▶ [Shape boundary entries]
----------
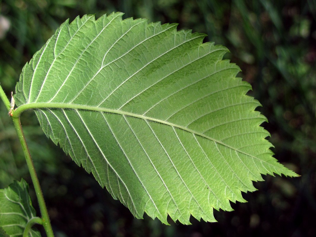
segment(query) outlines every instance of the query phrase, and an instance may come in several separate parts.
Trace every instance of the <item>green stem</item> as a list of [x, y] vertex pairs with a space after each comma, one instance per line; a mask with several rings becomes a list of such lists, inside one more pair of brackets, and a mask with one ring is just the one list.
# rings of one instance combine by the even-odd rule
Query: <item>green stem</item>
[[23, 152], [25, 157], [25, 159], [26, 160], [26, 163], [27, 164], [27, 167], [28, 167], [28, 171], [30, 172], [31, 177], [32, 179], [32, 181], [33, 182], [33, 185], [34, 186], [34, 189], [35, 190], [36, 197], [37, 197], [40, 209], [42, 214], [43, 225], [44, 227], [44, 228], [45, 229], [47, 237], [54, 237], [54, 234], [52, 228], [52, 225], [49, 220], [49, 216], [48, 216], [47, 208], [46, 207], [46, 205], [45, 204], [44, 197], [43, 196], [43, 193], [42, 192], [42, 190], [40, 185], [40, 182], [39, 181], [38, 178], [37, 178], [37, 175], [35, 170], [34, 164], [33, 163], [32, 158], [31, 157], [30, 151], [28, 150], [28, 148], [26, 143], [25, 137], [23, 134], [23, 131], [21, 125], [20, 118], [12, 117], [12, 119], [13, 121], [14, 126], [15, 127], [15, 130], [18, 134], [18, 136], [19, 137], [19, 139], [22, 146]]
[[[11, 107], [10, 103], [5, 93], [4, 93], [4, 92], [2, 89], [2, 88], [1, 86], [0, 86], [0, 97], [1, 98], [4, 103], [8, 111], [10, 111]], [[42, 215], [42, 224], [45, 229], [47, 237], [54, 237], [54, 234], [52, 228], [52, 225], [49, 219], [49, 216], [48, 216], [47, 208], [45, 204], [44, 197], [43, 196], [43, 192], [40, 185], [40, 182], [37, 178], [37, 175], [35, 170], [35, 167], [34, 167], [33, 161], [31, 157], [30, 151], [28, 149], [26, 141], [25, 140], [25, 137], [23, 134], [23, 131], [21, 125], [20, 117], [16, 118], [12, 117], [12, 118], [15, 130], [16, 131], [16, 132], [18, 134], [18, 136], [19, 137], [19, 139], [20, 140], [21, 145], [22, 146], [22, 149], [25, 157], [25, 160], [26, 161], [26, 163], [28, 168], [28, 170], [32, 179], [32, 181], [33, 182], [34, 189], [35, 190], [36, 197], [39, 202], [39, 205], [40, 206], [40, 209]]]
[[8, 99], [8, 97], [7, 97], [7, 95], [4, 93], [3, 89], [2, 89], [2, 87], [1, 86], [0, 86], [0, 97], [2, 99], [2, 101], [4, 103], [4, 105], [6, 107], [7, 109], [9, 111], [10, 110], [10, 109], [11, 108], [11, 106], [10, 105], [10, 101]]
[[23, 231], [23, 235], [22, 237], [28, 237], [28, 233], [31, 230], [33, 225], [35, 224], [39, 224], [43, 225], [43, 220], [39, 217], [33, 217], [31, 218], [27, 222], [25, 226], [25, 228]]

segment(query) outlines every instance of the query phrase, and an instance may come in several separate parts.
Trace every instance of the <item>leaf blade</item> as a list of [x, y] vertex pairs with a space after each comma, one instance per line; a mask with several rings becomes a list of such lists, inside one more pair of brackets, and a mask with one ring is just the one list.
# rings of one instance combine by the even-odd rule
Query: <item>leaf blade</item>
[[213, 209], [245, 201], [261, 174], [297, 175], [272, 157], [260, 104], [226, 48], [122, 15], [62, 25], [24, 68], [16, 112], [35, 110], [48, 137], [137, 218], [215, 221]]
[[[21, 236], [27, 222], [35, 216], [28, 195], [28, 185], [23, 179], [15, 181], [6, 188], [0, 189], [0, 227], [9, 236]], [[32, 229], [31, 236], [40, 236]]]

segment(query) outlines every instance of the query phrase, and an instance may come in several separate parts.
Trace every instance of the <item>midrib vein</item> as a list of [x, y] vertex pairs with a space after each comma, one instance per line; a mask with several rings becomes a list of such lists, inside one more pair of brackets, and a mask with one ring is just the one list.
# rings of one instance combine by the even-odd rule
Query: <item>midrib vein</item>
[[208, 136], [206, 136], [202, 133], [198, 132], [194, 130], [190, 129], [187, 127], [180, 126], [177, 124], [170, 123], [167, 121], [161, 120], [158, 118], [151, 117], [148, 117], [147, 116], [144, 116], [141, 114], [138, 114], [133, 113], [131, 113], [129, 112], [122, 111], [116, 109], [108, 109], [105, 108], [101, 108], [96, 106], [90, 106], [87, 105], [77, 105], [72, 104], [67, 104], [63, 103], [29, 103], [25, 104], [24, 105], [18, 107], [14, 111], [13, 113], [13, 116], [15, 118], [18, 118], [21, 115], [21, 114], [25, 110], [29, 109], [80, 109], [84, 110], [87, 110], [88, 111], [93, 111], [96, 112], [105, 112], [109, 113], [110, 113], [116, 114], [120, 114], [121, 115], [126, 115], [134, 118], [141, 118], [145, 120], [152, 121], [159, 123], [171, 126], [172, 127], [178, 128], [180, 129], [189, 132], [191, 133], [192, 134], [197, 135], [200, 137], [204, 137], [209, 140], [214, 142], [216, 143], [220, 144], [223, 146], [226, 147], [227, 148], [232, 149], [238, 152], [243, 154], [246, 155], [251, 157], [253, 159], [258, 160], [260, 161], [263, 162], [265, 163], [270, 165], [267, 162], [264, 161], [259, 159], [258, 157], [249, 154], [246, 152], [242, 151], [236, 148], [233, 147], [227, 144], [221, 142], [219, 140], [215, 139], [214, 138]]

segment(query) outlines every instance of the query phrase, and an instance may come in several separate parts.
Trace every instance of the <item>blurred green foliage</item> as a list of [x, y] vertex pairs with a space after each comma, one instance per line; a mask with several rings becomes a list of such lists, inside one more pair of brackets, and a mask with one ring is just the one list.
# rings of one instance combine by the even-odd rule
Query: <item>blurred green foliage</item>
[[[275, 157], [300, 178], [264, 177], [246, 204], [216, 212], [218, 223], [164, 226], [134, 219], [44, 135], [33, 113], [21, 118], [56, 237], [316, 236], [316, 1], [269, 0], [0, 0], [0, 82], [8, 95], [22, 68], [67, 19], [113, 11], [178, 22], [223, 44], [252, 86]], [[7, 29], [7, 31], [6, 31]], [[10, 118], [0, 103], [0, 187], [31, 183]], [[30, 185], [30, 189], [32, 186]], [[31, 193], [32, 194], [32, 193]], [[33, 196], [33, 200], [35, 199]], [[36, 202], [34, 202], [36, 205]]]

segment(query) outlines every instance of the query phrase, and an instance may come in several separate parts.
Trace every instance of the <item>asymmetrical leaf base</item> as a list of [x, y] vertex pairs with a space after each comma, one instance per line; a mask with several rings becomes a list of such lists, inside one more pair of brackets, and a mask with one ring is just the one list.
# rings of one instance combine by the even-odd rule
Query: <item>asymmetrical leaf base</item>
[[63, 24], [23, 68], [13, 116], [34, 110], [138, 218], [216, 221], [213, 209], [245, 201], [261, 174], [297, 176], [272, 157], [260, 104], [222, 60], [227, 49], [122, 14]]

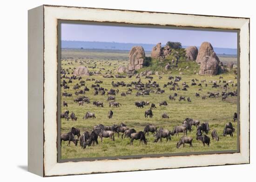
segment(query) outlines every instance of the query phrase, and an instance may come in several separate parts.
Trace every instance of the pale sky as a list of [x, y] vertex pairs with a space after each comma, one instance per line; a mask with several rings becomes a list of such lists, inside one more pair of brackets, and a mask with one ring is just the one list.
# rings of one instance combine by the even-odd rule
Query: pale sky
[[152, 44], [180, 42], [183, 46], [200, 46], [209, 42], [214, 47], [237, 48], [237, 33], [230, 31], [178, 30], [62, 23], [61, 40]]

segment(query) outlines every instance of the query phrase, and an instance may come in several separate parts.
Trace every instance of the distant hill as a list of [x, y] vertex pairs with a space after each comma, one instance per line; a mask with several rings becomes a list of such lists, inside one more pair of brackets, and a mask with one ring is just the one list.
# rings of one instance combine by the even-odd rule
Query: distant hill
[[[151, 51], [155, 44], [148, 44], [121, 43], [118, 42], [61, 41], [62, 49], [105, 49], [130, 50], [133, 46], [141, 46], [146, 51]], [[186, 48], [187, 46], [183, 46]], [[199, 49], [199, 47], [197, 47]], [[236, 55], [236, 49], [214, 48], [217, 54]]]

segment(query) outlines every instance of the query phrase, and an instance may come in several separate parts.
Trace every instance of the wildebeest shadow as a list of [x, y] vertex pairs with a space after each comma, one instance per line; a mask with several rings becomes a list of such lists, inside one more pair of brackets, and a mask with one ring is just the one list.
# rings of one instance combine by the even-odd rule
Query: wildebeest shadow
----------
▶ [Directive]
Could you update the part of the listing that opens with its first line and closes with the line containing "Query: <item>green stem</item>", changing every "instance" to "object" and keeping all else the same? Leave the pictures out of your answer.

▶ [Problem solution]
segment(query) outlines every object of the query phrase, and an object may come in several separate parts.
Trace every object of the <item>green stem</item> as a list of [x, y] vertex pairs with a space after each comma, one object per line; a mask with several rings becomes a list of such lists, inside one more pair of brackets, and a mask with one ring is just the one list.
# rings of one object combine by the even-odd rule
Query: <item>green stem</item>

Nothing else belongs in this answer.